# Work to complete
Return exactly the lines of the records below, starting at the line that contains "Indicate the distant" and ending at the line that contains "[(220, 319), (375, 127), (92, 234)]", with both of those lines kept.

# Provided records
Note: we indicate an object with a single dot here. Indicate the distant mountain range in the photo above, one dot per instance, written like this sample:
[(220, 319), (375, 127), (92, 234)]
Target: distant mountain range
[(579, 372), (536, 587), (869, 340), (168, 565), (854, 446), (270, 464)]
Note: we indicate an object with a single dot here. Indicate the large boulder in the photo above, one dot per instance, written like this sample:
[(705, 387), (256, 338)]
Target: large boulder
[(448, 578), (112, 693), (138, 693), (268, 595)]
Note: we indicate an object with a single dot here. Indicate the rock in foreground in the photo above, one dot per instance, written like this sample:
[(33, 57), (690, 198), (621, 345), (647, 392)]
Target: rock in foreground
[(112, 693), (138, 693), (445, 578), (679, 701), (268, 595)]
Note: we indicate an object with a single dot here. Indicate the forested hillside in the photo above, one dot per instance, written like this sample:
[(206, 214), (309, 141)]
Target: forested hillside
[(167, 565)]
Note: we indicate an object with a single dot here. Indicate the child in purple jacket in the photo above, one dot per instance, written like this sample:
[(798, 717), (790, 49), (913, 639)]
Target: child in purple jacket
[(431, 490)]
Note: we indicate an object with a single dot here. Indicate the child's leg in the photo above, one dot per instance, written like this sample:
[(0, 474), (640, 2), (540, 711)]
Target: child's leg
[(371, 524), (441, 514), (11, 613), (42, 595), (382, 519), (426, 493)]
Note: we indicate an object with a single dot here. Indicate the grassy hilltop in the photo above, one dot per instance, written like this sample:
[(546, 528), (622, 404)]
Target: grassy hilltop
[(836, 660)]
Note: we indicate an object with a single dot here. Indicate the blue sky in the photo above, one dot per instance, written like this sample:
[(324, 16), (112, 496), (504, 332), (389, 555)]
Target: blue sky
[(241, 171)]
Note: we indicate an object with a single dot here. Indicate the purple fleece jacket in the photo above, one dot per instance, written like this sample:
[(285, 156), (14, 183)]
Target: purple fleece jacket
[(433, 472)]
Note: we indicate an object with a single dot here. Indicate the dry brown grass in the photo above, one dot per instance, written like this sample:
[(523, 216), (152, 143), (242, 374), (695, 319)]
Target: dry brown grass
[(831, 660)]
--
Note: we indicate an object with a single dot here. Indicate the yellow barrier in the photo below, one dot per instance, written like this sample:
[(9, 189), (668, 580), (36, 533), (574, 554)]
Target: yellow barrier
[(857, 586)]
* * *
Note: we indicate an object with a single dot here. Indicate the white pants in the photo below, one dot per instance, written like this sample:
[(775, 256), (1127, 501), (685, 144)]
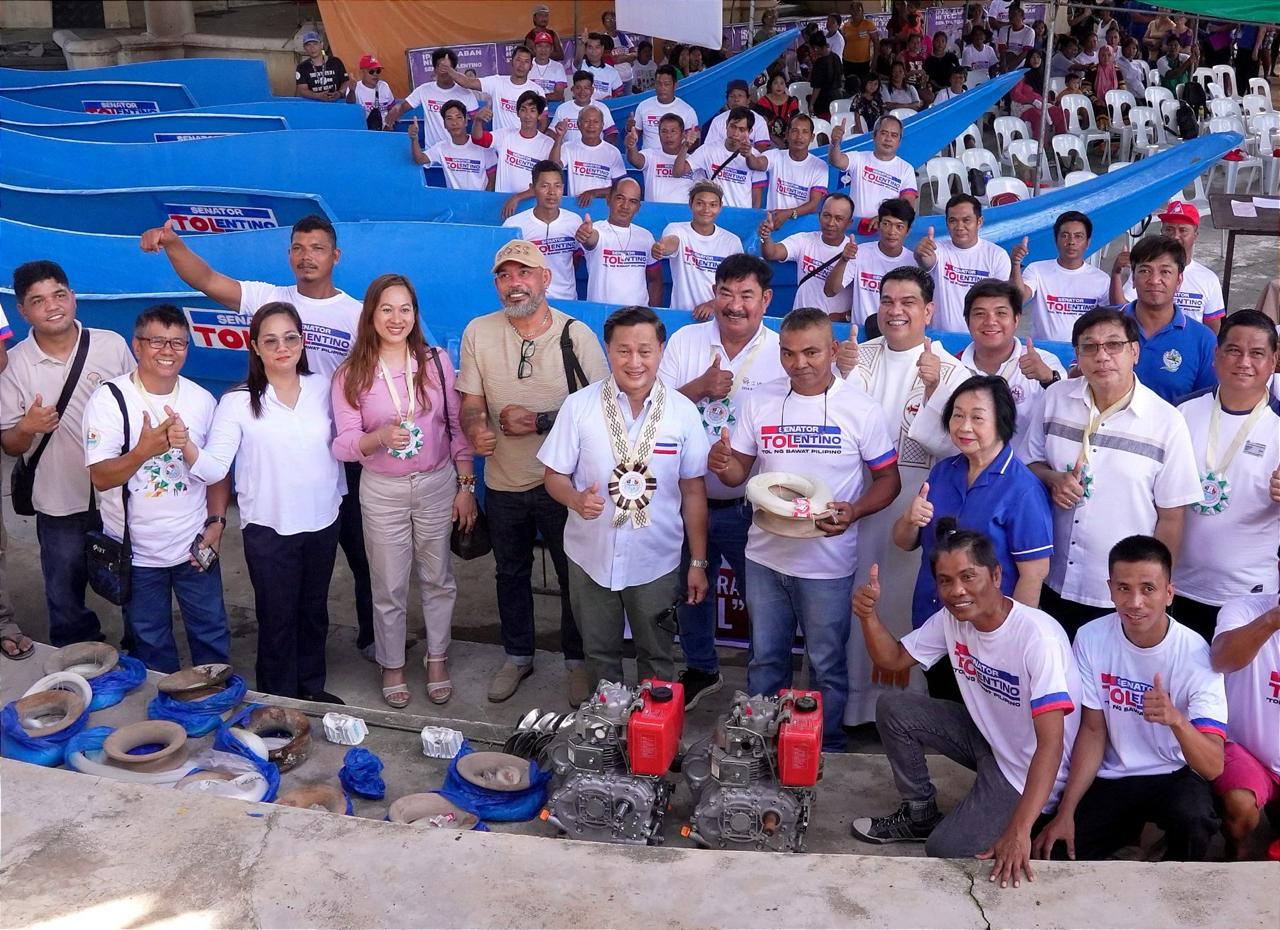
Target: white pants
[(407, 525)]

# Written answer
Note: we indicate an object with a single dot here. Indicate the distant mountain range in the photo above, one dot per instance, written like this sample:
[(220, 319), (375, 127), (92, 234)]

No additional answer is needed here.